- [Exercise description] Write out the listing below again, replacing "possession chart" with "location table" everywhere and keeping everything else the same. Leave the pictures out of your copy.

[Items listed in a dataset]
'''

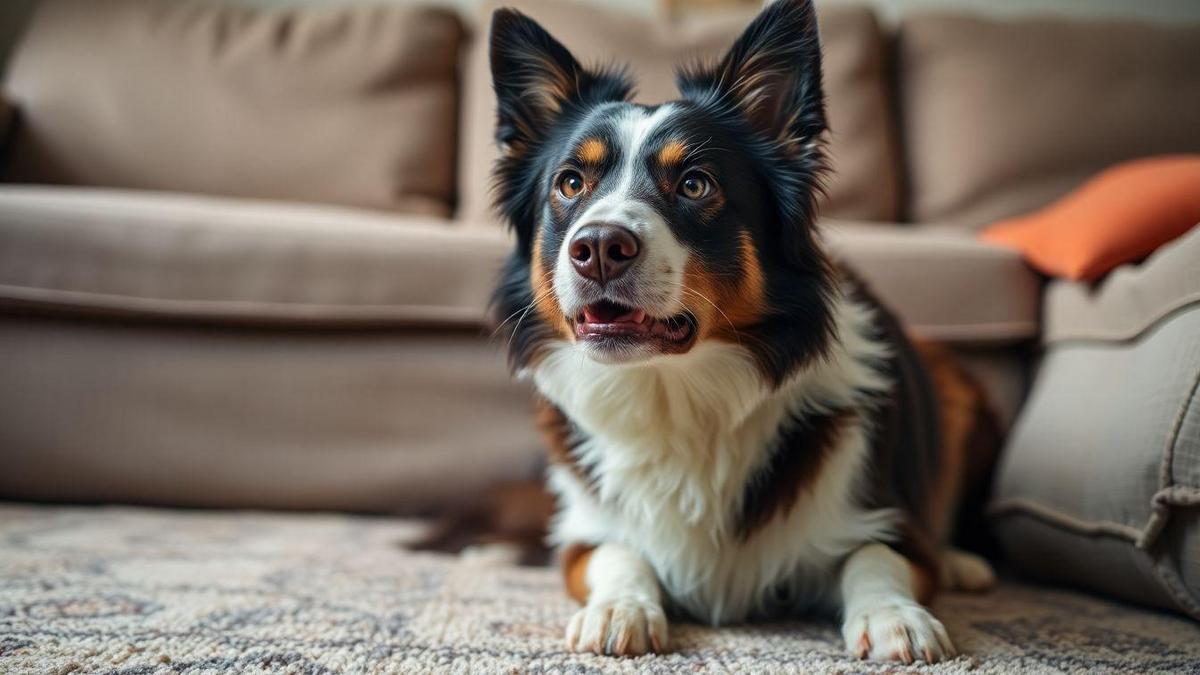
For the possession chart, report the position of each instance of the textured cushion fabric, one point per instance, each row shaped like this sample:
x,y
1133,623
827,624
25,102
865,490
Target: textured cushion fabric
x,y
1101,479
1120,216
175,413
1129,302
1002,117
945,284
864,184
349,105
96,590
7,117
220,258
240,261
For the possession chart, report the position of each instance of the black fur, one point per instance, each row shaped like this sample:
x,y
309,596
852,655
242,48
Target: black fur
x,y
762,144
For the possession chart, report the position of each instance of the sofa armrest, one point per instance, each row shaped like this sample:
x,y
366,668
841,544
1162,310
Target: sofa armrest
x,y
7,124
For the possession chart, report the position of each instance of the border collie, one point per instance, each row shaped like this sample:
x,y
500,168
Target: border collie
x,y
736,428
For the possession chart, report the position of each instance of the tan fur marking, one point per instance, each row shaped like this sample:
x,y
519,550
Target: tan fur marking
x,y
924,583
739,300
672,153
545,302
593,151
963,414
575,571
792,470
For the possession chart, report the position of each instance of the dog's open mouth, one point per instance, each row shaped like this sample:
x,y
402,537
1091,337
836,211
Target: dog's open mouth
x,y
611,321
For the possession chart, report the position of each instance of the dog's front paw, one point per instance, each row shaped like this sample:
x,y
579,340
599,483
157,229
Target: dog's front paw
x,y
900,632
618,627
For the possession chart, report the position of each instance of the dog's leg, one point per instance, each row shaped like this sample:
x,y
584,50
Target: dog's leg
x,y
882,616
622,610
964,571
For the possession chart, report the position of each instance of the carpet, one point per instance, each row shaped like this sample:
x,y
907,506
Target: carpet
x,y
148,591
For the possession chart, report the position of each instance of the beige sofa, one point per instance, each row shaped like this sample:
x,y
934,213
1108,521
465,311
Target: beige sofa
x,y
245,255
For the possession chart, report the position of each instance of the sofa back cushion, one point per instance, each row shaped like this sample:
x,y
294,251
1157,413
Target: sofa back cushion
x,y
864,181
349,105
1099,482
1003,117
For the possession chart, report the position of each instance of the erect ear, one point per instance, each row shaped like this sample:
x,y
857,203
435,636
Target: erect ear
x,y
772,76
535,78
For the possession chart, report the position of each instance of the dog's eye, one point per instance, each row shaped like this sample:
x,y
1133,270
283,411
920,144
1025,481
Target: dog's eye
x,y
570,184
695,185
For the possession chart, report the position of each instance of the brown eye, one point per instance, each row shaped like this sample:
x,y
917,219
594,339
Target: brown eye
x,y
570,184
695,185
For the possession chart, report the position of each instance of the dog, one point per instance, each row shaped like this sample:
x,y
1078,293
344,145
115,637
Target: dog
x,y
737,429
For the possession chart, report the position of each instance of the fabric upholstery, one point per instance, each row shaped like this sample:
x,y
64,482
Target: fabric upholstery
x,y
96,590
1001,117
864,184
349,103
945,284
205,416
1099,482
1120,216
1129,302
171,256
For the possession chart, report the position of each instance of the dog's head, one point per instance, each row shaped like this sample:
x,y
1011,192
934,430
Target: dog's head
x,y
645,231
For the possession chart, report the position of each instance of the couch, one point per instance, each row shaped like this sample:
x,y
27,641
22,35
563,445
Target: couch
x,y
245,257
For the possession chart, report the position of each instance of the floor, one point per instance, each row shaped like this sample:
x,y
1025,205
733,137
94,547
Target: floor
x,y
124,590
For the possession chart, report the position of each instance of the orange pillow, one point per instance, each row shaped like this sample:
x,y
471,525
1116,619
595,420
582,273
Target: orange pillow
x,y
1120,215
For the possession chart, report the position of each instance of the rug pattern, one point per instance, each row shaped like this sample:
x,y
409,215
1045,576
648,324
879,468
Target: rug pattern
x,y
145,591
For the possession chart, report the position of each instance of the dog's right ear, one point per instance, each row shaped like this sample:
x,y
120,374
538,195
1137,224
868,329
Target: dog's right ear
x,y
537,78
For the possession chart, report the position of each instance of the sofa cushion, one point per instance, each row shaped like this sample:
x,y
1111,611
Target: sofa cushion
x,y
1002,117
250,261
864,184
946,285
239,260
349,103
1121,215
186,413
1101,481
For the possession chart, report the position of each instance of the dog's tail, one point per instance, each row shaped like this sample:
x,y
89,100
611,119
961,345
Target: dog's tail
x,y
514,517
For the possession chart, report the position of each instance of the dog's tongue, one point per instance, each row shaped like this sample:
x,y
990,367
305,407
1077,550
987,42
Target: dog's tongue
x,y
611,314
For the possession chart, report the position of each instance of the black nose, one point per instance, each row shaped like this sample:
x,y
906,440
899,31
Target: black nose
x,y
604,251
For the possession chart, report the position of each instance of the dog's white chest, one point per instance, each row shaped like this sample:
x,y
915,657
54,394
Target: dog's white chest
x,y
667,453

'''

- [Answer for this exercise]
For the location table, report the position of each instance of the textured cushion fabric, one point per instance, each row shaped like this sample:
x,y
1133,623
827,624
25,102
865,490
Target: textured cushion fabric
x,y
1101,479
1120,216
175,413
1129,302
1002,117
945,284
864,184
349,105
96,590
7,117
220,258
240,261
For the location table, report the position of each instance of the black fur, one point per instance, each row shaped like this sample:
x,y
309,596
852,655
242,48
Target: black fur
x,y
762,144
For the location table, report the position of each instance of the sofa armrest, one point per instance, each row shaped like this sample:
x,y
366,668
841,544
1162,310
Target: sofa armrest
x,y
7,124
For the location table, report the position of each instance of the border collie, one point per instance, each row shaped like this sample:
x,y
500,168
Target: border collie
x,y
736,428
For the location table, report the position of each instance of the tan fur marking, one point per instance, each row shaped like this sample:
x,y
519,550
Target: tan fur marking
x,y
924,583
739,300
672,153
545,302
593,151
963,414
575,571
792,470
For the location table, report the position of each instance of the dog's open mouth, one point per instance, each row shaped like this sample:
x,y
402,537
1091,337
836,211
Target: dog's open mouth
x,y
611,321
For the location table, report the position of each instance of the dog's front paw, one point per instance, each row shaped like this sample:
x,y
579,340
599,483
157,229
Target: dog's front paw
x,y
900,632
618,627
For the location table, report the position of each instance of the dog's leg, one point per instance, each row shaped like this sample:
x,y
584,50
Target: dog's leg
x,y
882,616
622,610
964,571
For the location table, report the position of each instance of the carpet, one point per instance, each row shaped like this sample:
x,y
907,506
Target: carpet
x,y
148,591
For the location table, report the position of each instance of the beige sofa, one point per instance, each row shaped like this sample:
x,y
934,213
1108,521
465,311
Target: beige sofa
x,y
245,255
For the location table, report the position of each instance of the sofa back cushion, one point per instance, each row shaped like this sample:
x,y
294,251
1157,413
Target: sofa back cushion
x,y
864,181
349,105
1099,482
1003,117
For the location table, report the position of each instance of the erect ear, one point per instance, each row shaped like this sample:
x,y
857,203
435,636
Target: erect ear
x,y
772,76
535,78
For the location table, report the position of each instance of the dog's eye, one point per instance, each row shaped like this sample:
x,y
1133,270
283,411
920,144
1025,481
Target: dog's eye
x,y
570,184
695,185
For the location table, report the position of each instance of the brown eye, one point per instance, each row shaped like this sample:
x,y
917,219
594,339
Target: brown eye
x,y
570,184
695,185
For the location table, report the position of each instance of the dog, one point per instance, each row shaped like this sample:
x,y
1078,293
344,145
115,637
Target: dog
x,y
737,429
For the location table, report the position of each instance of the fabric upholstery, one point per instance, each row shaped like this sample:
x,y
64,482
Target: fabric upholstery
x,y
96,590
1001,117
864,184
349,103
945,284
205,416
1099,482
1120,216
1129,302
171,256
For the location table, report the position of each instance of the dog's head, one point per instance, each row shaped like this sample:
x,y
1011,192
934,430
Target: dog's head
x,y
645,231
For the location table, report the position of each instance of the couch, one point per instance, each row shaped like this sample:
x,y
27,641
22,35
563,445
Target: couch
x,y
245,257
For the location table, report the position of each instance of the floor, one point per instance, each row shaped like this sample:
x,y
1025,205
733,137
94,547
Target: floor
x,y
124,590
For the location table, report the position of each instance of the orange pillow, one point per instance, each row shaped like this sample:
x,y
471,525
1116,619
595,420
582,273
Target: orange pillow
x,y
1120,215
For the location table, report the position of each instance of the rug pattern, one point per instance, each row shaped like this sample:
x,y
409,215
1045,576
648,324
879,468
Target: rug pattern
x,y
145,591
For the location table, report the position of each instance of the dog's right ear, one point per instance, each row shaped like this sample:
x,y
120,374
538,195
1137,224
868,329
Target: dog's right ear
x,y
537,78
For the location table, report the position of each instance of the sofa cushion, one point per instance, each row shaped like this sample:
x,y
1111,611
Target: sofa cushion
x,y
1002,117
250,261
864,184
946,285
239,260
349,103
1121,215
186,413
1101,481
For the location table, report the position of each instance of the dog's tail, one point per instance, each row shaped like this sample:
x,y
89,100
611,119
961,345
Target: dog's tail
x,y
514,517
For the location table, report the position of each instance of the dog's tongue, one point per instance, each row shaped like this sample:
x,y
990,367
305,407
1077,550
987,42
Target: dog's tongue
x,y
611,314
For the location table, report the position of each instance of the black nose, one point per instance, each row shaped like this sample:
x,y
906,440
899,31
Target: black nose
x,y
604,251
For the location table, report the position of each instance of the dog's white chest, one point per instance, each row shaped like this sample:
x,y
915,657
54,394
Target: dog's white chest
x,y
667,453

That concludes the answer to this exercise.